(Excerpt from a dataset)

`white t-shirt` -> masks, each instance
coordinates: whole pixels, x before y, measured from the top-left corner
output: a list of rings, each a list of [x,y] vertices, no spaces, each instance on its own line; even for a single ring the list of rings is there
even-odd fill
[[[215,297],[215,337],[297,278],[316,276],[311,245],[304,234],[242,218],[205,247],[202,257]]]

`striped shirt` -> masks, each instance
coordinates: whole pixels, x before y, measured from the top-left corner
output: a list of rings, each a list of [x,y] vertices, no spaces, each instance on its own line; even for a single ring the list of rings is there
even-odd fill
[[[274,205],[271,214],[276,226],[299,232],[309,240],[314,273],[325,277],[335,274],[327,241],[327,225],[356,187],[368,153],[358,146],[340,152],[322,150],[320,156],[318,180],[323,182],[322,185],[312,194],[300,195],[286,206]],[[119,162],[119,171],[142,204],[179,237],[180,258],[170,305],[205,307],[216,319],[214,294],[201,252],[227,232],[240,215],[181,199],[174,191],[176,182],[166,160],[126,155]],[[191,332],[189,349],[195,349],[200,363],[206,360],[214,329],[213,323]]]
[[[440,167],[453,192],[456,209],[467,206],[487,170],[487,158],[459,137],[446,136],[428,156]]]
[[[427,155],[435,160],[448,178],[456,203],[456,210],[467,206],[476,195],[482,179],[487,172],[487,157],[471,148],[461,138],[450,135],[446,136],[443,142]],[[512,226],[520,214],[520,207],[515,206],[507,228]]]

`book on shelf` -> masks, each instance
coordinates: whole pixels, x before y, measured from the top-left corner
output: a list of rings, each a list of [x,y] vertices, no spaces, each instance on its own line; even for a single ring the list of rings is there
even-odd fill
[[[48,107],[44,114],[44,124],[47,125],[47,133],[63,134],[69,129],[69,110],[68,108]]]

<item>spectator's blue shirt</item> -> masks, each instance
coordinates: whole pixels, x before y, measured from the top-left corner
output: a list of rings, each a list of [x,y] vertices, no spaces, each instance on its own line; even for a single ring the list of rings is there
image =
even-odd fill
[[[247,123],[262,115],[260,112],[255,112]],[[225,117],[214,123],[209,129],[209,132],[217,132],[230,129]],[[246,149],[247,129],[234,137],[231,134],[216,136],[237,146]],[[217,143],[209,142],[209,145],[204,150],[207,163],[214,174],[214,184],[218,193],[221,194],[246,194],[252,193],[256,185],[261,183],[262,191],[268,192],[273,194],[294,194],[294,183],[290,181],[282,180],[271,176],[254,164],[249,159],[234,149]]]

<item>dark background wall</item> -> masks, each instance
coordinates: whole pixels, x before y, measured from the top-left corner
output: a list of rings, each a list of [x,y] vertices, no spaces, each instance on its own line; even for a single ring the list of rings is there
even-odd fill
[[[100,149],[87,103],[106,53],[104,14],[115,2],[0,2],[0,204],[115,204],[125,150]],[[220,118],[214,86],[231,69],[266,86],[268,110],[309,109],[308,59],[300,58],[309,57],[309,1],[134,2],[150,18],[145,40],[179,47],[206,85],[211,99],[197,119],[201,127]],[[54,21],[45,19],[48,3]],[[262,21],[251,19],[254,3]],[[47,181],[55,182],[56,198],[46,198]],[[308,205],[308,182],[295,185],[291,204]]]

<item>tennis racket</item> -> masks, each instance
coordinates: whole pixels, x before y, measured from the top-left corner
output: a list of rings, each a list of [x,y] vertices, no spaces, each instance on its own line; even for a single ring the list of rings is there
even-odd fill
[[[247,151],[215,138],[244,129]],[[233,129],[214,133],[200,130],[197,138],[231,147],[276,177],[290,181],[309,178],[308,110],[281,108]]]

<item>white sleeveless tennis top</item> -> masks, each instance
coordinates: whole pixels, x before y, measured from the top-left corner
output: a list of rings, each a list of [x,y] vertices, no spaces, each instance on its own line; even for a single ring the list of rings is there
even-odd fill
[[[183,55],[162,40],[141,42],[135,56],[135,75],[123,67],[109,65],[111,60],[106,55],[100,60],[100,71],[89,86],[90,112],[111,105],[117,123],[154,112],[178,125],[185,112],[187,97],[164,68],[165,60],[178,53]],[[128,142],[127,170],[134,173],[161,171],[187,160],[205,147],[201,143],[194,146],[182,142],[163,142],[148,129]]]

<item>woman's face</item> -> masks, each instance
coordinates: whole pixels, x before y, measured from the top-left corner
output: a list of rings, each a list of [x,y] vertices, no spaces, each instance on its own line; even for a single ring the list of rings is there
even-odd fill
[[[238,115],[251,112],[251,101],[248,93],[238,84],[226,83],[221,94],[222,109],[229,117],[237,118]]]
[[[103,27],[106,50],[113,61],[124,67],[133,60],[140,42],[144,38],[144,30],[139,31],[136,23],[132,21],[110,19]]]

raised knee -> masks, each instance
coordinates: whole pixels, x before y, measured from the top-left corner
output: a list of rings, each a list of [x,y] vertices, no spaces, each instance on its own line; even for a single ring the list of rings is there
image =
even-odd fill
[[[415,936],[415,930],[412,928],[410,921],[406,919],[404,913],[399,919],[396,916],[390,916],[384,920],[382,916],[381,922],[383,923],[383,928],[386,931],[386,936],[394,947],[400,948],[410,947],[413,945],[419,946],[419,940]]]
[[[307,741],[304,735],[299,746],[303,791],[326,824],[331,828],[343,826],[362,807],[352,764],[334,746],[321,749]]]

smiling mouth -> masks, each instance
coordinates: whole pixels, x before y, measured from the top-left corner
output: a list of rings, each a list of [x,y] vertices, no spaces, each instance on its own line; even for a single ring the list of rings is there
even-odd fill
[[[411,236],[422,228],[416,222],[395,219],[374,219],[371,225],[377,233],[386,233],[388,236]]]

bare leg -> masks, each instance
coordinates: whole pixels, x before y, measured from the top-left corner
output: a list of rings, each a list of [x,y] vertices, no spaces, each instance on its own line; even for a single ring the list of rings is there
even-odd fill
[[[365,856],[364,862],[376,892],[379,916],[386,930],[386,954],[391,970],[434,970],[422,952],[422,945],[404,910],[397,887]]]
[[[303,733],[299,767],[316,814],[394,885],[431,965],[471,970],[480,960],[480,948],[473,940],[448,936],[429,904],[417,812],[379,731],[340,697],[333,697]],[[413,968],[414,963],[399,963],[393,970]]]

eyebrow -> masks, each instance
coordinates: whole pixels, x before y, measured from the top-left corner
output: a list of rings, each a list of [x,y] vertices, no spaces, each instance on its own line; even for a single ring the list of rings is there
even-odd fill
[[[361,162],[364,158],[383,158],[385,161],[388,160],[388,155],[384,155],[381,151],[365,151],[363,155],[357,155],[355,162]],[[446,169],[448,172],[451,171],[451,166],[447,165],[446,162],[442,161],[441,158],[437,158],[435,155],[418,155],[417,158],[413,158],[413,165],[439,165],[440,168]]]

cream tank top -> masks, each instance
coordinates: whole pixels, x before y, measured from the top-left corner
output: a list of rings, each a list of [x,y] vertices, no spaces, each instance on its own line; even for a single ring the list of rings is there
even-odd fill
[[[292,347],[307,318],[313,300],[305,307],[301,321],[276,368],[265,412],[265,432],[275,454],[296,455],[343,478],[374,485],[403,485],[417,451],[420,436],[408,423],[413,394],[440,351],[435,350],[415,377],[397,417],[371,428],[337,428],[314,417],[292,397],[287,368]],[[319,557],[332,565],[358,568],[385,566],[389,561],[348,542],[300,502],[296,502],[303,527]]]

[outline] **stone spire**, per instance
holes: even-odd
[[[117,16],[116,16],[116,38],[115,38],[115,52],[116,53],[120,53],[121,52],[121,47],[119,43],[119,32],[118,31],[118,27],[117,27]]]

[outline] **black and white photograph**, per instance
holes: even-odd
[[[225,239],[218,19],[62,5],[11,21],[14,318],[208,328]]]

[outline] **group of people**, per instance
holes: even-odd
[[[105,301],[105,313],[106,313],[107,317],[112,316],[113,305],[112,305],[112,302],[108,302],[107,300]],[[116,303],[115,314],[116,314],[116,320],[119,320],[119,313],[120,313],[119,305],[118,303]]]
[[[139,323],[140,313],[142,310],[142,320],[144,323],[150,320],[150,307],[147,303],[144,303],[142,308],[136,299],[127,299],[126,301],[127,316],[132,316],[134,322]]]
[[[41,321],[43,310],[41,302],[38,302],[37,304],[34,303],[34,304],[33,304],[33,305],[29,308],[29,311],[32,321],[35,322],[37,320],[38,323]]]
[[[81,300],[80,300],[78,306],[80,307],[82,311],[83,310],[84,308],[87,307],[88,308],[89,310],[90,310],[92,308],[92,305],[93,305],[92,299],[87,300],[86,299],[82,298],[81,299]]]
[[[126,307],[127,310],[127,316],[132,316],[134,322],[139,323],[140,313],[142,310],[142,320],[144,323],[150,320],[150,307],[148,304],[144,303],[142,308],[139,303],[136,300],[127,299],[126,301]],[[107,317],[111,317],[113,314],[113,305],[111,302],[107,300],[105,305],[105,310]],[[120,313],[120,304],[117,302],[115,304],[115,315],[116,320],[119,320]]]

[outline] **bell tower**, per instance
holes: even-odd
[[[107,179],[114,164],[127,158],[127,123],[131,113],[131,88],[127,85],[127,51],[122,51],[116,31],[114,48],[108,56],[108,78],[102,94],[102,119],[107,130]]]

### Task goal
Identify every line in the data above that contains the string "outline", and copy each of those lines in full.

### Output below
[outline] **stone spire**, per instance
[outline] **black and white photograph**, per instance
[outline] **group of people**, per instance
[outline] **bell tower**, per instance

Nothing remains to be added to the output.